#### [Problem requirements]
Put the records below into a two-column CSV with the headers input and output, one row per record. Put each record's text in input and its answer in output, each as a single quoted field with line breaks turned into spaces, and leave the pictures out.

#### [Information provided]
----

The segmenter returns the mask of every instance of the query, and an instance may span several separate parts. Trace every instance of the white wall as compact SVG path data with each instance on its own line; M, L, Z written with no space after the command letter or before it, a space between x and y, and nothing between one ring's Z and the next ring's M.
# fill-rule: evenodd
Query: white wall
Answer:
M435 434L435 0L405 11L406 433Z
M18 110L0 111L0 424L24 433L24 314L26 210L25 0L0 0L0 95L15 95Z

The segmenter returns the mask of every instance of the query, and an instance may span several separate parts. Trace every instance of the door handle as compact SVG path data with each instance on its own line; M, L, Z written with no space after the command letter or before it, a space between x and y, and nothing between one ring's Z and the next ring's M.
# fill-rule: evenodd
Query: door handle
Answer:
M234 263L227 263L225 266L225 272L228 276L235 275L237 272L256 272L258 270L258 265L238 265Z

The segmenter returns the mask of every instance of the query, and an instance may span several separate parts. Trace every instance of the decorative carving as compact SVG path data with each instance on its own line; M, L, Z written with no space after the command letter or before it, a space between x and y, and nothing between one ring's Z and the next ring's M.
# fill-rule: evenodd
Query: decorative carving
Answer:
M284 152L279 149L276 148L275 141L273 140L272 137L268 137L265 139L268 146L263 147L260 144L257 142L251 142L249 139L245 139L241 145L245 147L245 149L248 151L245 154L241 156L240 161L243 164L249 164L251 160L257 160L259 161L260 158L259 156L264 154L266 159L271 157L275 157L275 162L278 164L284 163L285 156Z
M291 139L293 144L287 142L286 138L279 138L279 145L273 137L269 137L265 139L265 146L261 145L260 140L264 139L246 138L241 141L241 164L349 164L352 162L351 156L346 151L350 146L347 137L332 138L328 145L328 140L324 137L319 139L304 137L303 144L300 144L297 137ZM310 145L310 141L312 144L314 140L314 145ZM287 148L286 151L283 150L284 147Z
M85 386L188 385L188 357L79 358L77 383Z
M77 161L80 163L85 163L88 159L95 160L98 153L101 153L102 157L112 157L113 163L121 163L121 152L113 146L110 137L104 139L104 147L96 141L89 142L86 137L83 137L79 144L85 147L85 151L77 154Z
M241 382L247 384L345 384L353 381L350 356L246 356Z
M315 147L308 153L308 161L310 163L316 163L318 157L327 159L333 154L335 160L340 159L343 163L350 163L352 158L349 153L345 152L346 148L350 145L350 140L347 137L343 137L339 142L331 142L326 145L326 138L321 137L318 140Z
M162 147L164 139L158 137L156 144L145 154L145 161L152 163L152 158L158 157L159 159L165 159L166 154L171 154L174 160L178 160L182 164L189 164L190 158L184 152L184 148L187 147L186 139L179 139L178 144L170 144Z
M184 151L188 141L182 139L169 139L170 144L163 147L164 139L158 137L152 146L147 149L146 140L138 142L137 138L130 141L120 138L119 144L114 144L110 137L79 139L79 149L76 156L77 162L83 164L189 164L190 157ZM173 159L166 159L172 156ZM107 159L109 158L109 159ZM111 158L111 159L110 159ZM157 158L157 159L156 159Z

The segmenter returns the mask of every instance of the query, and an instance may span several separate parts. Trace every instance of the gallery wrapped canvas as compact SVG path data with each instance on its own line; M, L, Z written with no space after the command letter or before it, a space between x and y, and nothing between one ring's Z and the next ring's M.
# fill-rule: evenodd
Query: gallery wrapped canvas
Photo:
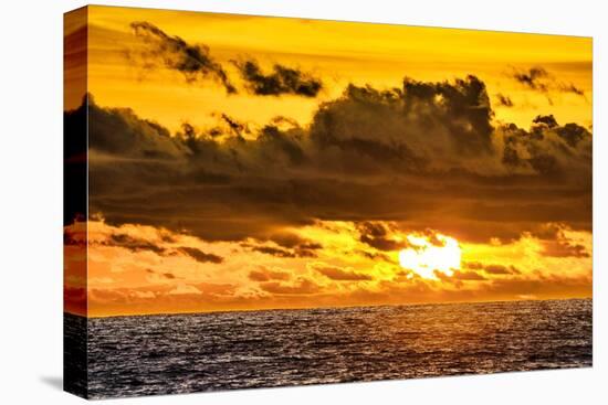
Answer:
M65 14L64 387L585 367L591 39Z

----

#### [Written answer]
input,output
"The segmenter returns the mask of every instance of the query, and an instance may span several separate parts. Trace every instance of the white wall as compact SVG path data with each instance on its own line; M, L, Z written with no space after the command letter or before it, a space between x and y, and nothing between one ring's Z and the next ring's M. # fill-rule: evenodd Query: white wall Answer:","M435 434L435 0L405 11L406 433Z M18 110L0 111L0 424L24 433L24 314L26 210L25 0L0 0L0 95L15 95Z"
"The segmenter returns the mask of every instance of the query, and an instance may span several separate parts. Trace every instance of the door handle as compact SVG path data with each instance on its own line; M, L, Z written with no space after the command letter or before it, a space between x and y, and nothing between one ring's Z and the next ring's M. # fill-rule: evenodd Query: door handle Answer:","M234 263L227 263L225 266L225 272L228 276L235 275L237 272L256 272L258 270L258 265L238 265Z"
"The segmenter returns the mask of every instance of the query, and an instance may span several separate parts. Trace every instance of the decorative carving as compact SVG path data with each instance on its own line; M, L, Z written with no space after the command letter or before it, a space between x and y, and nothing between one ring's Z and the next ring's M. # fill-rule: evenodd Query: decorative carving Answer:","M284 152L279 149L276 148L275 141L273 140L272 137L268 137L265 139L268 146L263 147L260 144L257 142L251 142L249 139L245 139L241 145L245 147L245 149L248 151L245 154L241 156L240 161L243 164L249 164L251 160L257 160L259 161L260 158L259 156L264 154L266 159L271 157L275 157L275 162L278 164L284 163L285 156Z M291 139L293 144L287 142L286 138L279 138L279 145L273 137L269 137L265 139L265 146L261 145L260 140L264 139L246 138L241 141L241 164L349 164L352 162L351 156L346 151L350 146L347 137L332 138L328 145L328 140L324 137L319 139L304 137L303 144L300 144L297 137ZM310 145L310 141L312 144L314 140L314 145ZM287 148L286 151L283 150L284 147Z M85 386L188 385L188 357L79 358L77 383Z M77 161L80 163L85 163L88 159L95 160L98 153L101 153L102 157L112 157L113 163L121 163L121 152L113 146L110 137L104 139L104 147L96 141L89 142L86 137L83 137L79 144L85 147L85 151L77 154Z M241 382L247 384L345 384L353 381L350 356L246 356Z M315 147L308 153L308 161L310 163L316 163L318 157L327 159L333 154L335 160L340 159L343 163L350 163L352 158L349 153L345 152L346 148L350 145L350 140L347 137L343 137L339 142L331 142L326 145L326 138L321 137L318 140Z M162 147L164 139L158 137L156 144L145 154L145 161L152 163L152 158L158 157L159 159L165 159L166 154L171 154L174 160L178 160L182 164L189 164L190 158L184 152L184 148L187 147L186 139L179 139L178 144L170 144Z M184 151L188 141L182 139L169 139L170 144L163 147L164 139L158 137L152 146L147 149L146 140L138 142L137 138L130 141L120 138L119 144L114 144L110 137L79 139L79 149L76 156L77 162L83 164L189 164L190 157ZM173 159L166 159L172 156ZM107 159L109 158L109 159ZM111 158L111 159L110 159ZM157 158L157 159L156 159Z"
"The segmenter returns the mask of every instance of the query, and an instance may span several separate parts. Trace every instance of the gallery wrapped canvas as compact SVG path data with each instance on its own line; M, L, Z written with no space after the command letter or before it, a space between x and y, and nothing between one ring's Z and the next ring's M. # fill-rule: evenodd Query: gallery wrapped canvas Photo: Answer:","M65 14L64 387L585 367L591 39Z"